• _ASSIGNMENT_: Give back the records in their entirety, exactly.

• _Data extracted from a collection_:
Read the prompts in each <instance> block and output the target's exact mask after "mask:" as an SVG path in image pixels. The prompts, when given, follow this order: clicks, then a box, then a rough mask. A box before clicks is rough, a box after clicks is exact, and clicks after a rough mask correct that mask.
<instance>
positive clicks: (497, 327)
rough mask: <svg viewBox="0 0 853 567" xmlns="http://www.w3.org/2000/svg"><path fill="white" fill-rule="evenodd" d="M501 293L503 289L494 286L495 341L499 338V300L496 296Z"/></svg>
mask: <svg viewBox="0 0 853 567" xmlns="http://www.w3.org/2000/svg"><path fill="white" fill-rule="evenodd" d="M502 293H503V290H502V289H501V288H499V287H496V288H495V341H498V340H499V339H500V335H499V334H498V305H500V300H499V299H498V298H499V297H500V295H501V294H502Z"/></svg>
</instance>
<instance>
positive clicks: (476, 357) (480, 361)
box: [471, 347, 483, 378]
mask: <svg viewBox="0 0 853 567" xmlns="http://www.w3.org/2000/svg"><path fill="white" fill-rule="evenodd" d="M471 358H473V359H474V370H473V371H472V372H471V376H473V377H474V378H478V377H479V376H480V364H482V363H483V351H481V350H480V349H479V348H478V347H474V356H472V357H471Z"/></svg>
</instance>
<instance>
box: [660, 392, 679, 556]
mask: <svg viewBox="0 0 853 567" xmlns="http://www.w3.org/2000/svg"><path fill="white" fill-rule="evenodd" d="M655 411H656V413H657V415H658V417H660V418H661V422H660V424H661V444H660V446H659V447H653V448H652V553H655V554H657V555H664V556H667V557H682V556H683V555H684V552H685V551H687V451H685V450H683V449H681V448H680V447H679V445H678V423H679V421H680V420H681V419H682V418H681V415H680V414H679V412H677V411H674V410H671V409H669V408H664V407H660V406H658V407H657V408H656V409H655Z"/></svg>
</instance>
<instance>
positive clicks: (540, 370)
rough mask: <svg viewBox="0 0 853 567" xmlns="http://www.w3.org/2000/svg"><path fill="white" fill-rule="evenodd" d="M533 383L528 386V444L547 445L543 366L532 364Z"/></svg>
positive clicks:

• _WRITTEN RESPONSE_:
Read the prompts in each <instance> block and output the target's exact mask after "mask:" as an SVG path in image pixels. The prompts, when given, follow this order: clicks, then a box, then a rough mask. A box before clicks is rough, a box after clicks is exact, and clicks after a rough mask correct that mask.
<instance>
positive clicks: (497, 327)
rough mask: <svg viewBox="0 0 853 567" xmlns="http://www.w3.org/2000/svg"><path fill="white" fill-rule="evenodd" d="M501 293L503 289L494 286L495 341L499 338V300L496 296Z"/></svg>
mask: <svg viewBox="0 0 853 567" xmlns="http://www.w3.org/2000/svg"><path fill="white" fill-rule="evenodd" d="M502 293H503V290H502V289H501V288H499V287H496V288H495V341H498V340H499V339H500V335H499V334H498V305H500V300H499V299H498V298H499V297H500V295H501V294H502Z"/></svg>
</instance>
<instance>
positive clicks: (476, 357) (480, 361)
box: [471, 347, 483, 378]
mask: <svg viewBox="0 0 853 567" xmlns="http://www.w3.org/2000/svg"><path fill="white" fill-rule="evenodd" d="M471 358H473V359H474V370H473V371H472V372H471V376H473V377H474V378H478V377H479V376H480V364H482V363H483V351H481V350H480V349H479V348H478V347H474V356H472V357H471Z"/></svg>
</instance>
<instance>
box: [660, 392, 679, 556]
mask: <svg viewBox="0 0 853 567" xmlns="http://www.w3.org/2000/svg"><path fill="white" fill-rule="evenodd" d="M655 411H656V413H657V415H658V417H660V418H661V422H660V424H661V444H660V446H659V447H653V448H652V553H655V554H657V555H664V556H667V557H682V556H683V555H684V552H685V551H687V451H685V450H683V449H681V448H680V447H679V445H678V423H679V421H680V420H681V419H682V418H681V415H680V414H679V412H677V411H674V410H671V409H669V408H664V407H660V406H658V407H657V408H656V409H655Z"/></svg>
</instance>
<instance>
positive clicks: (540, 370)
rough mask: <svg viewBox="0 0 853 567" xmlns="http://www.w3.org/2000/svg"><path fill="white" fill-rule="evenodd" d="M533 383L528 386V444L547 445L543 366L532 364Z"/></svg>
positive clicks:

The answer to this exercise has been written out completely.